Stored items:
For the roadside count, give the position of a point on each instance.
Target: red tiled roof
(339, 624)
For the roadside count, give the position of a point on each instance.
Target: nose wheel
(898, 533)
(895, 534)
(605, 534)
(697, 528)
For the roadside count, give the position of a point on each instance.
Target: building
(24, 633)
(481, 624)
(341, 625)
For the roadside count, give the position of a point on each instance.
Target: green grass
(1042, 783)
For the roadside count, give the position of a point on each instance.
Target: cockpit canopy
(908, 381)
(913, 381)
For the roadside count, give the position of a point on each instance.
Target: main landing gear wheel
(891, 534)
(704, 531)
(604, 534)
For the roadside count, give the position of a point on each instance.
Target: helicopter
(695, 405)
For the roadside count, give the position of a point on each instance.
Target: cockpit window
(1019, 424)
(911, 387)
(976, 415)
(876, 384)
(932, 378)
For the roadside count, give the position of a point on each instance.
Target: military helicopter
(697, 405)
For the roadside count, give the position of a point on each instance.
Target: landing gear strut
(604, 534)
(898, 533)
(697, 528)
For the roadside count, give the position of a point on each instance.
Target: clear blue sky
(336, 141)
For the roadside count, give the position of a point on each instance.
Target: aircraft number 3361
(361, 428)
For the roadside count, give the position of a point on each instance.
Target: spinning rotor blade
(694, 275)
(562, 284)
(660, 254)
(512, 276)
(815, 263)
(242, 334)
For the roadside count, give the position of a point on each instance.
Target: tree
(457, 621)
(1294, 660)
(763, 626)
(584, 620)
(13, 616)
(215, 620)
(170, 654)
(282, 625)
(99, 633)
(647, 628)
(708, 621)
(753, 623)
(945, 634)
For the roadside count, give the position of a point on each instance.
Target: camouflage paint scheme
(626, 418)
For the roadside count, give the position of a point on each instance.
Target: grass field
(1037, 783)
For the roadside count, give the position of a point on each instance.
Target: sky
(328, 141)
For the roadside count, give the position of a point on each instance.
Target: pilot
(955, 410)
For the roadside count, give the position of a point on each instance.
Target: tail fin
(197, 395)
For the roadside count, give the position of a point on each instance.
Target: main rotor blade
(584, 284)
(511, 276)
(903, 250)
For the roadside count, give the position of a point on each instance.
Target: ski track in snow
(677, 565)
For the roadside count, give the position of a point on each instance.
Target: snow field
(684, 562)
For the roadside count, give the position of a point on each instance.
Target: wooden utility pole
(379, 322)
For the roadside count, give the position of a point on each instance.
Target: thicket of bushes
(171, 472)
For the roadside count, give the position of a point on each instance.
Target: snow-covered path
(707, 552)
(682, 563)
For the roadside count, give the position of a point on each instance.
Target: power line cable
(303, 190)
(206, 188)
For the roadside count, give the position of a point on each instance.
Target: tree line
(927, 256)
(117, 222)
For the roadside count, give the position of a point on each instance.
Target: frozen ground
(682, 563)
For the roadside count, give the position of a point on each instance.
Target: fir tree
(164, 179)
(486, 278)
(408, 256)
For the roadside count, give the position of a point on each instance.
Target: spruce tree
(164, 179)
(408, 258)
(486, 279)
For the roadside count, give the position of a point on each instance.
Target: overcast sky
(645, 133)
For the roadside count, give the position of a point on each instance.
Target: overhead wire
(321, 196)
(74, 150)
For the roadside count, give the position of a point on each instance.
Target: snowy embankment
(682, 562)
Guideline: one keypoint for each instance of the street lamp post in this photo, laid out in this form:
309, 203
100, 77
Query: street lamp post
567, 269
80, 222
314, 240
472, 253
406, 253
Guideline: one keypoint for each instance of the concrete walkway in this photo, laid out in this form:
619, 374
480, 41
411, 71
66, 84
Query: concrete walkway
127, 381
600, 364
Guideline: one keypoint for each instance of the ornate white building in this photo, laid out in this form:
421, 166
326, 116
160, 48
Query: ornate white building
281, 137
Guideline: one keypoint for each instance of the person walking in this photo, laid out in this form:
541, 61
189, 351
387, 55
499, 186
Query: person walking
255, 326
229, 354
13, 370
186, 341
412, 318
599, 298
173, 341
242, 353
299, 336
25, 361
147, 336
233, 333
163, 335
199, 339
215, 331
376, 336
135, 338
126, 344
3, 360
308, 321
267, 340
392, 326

---

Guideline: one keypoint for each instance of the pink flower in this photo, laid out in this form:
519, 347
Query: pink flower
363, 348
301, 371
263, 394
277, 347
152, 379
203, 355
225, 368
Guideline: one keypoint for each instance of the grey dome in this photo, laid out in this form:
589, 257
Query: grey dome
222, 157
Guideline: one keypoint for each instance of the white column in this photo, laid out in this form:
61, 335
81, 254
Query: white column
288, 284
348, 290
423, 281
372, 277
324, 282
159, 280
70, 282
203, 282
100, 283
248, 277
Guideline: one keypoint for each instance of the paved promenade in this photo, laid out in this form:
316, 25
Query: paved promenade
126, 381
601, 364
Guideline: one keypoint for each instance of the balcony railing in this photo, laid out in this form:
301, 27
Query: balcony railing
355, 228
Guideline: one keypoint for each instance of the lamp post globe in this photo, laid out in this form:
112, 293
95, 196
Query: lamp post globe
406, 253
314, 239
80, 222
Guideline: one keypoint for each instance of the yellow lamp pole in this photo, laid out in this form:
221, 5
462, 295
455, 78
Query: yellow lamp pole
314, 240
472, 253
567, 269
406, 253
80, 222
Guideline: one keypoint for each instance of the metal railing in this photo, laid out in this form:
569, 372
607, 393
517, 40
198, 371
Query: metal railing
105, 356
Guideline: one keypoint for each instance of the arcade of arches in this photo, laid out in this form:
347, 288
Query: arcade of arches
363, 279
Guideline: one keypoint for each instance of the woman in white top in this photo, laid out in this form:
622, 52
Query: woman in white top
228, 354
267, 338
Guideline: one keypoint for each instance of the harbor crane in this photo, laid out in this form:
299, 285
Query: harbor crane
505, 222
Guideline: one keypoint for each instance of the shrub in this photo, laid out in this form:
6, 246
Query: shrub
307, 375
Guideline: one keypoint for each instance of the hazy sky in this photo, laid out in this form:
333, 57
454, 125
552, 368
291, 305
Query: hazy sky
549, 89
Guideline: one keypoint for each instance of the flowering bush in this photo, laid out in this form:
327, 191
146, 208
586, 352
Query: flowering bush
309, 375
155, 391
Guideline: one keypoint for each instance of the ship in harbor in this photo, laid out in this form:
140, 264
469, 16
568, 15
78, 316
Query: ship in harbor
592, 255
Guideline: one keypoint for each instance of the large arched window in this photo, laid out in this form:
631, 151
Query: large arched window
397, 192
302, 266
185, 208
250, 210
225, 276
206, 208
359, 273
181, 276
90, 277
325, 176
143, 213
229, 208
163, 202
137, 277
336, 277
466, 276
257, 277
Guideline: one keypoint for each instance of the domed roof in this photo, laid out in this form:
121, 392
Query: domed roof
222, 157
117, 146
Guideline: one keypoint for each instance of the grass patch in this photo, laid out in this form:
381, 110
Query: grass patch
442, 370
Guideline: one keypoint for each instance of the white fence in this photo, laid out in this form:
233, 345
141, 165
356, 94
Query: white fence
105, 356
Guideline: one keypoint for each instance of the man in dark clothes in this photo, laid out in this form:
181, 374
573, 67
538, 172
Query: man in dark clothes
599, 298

■ Problem: Set down, from the entries above, exactly the lines from the one with "Guideline: one keypoint for each instance of the yellow" up to and including the one with "Guideline: one keypoint for each instance of the metal", and no other lines.

■ Output for this exercise:
Guideline: one keypoint for each instance of the yellow lamp pole in this photo, laid out in this form:
221, 5
462, 295
455, 78
Query: yellow lamp pole
314, 240
472, 253
567, 269
406, 253
80, 222
Guideline: one keypoint for each instance of the metal railing in this photo, laid out in this form:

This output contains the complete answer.